◆ Brief ◆
The required output consists solely of the lines from the line containing "Locate the paved" through the end of the records, copied exactly.

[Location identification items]
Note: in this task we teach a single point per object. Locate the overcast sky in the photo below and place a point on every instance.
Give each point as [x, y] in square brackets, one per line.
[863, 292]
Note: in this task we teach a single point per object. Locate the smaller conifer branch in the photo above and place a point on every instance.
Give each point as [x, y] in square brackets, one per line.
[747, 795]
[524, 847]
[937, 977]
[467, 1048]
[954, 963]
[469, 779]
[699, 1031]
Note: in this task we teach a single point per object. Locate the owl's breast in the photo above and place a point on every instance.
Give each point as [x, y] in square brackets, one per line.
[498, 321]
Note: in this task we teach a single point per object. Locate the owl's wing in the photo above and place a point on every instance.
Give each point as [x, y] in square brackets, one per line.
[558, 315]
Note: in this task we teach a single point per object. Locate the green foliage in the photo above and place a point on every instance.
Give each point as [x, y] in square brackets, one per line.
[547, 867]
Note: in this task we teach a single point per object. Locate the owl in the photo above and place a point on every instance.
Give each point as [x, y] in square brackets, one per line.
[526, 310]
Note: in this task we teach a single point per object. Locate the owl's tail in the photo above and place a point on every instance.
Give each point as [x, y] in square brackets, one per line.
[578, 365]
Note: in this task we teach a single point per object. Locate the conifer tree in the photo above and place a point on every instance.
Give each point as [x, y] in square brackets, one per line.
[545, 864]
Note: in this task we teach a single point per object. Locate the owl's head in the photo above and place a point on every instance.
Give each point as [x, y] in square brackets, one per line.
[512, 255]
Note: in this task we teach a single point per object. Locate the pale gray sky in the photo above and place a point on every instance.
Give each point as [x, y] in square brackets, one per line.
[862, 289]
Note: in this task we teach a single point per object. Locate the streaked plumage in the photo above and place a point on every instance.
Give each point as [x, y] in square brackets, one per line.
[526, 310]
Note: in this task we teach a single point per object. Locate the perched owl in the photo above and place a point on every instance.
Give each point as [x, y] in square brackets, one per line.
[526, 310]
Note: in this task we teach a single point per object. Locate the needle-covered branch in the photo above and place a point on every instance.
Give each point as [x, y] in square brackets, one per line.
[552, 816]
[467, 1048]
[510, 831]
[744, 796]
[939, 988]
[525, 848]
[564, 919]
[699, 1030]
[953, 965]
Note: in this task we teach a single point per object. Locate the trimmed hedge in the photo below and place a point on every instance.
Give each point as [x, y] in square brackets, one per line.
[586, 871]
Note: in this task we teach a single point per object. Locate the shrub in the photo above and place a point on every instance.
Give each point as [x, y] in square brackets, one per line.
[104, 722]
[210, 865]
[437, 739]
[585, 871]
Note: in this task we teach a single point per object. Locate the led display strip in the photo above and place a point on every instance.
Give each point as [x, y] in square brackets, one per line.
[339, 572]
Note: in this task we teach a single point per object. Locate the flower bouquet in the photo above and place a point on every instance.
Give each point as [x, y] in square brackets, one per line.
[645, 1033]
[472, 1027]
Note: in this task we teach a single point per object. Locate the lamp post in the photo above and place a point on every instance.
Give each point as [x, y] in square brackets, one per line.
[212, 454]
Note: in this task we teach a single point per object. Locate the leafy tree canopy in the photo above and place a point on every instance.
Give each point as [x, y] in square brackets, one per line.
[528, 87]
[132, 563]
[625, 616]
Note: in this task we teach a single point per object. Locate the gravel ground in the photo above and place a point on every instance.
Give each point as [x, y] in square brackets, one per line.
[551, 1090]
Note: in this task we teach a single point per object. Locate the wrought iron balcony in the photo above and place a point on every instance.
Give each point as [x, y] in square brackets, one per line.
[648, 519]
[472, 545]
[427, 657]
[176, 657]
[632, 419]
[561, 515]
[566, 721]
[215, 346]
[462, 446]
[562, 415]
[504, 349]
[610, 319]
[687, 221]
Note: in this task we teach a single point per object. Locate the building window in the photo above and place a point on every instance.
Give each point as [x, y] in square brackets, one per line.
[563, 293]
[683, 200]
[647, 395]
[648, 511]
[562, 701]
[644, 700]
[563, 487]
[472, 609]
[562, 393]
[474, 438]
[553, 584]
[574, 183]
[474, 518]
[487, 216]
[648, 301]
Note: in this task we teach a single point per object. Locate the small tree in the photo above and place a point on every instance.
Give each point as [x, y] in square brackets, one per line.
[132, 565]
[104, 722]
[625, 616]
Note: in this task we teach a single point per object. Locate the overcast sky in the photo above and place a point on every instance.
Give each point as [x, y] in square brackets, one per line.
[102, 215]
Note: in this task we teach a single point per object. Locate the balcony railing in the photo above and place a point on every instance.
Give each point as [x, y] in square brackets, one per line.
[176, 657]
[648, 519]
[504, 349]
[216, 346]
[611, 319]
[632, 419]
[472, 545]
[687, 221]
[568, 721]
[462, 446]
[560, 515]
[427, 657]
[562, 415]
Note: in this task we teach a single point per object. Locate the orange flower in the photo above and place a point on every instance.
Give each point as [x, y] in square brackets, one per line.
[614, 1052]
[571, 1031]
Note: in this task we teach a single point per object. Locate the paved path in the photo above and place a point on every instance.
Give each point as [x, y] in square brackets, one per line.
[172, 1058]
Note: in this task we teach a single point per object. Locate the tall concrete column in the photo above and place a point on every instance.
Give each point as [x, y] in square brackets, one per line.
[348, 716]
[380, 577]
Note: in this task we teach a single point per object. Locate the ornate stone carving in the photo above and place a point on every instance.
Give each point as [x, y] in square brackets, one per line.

◆ Expected answer ◆
Note: in this task we teach a single point per object. Locate the paved path in the photo above and place a point on every instance.
Give each point as [x, y] in square brackets, one per line.
[172, 1058]
Note: in this task we teach a single point per object. Locate the tall concrete column in the photo above and place a point on every instance.
Give each point as [x, y] in square brackets, one per line.
[348, 716]
[380, 577]
Note: in this task we teach a single point per object. Locate the ornate stone carving in the photo above and place a point on every instance.
Give each point as [x, y] in square brackets, one per line.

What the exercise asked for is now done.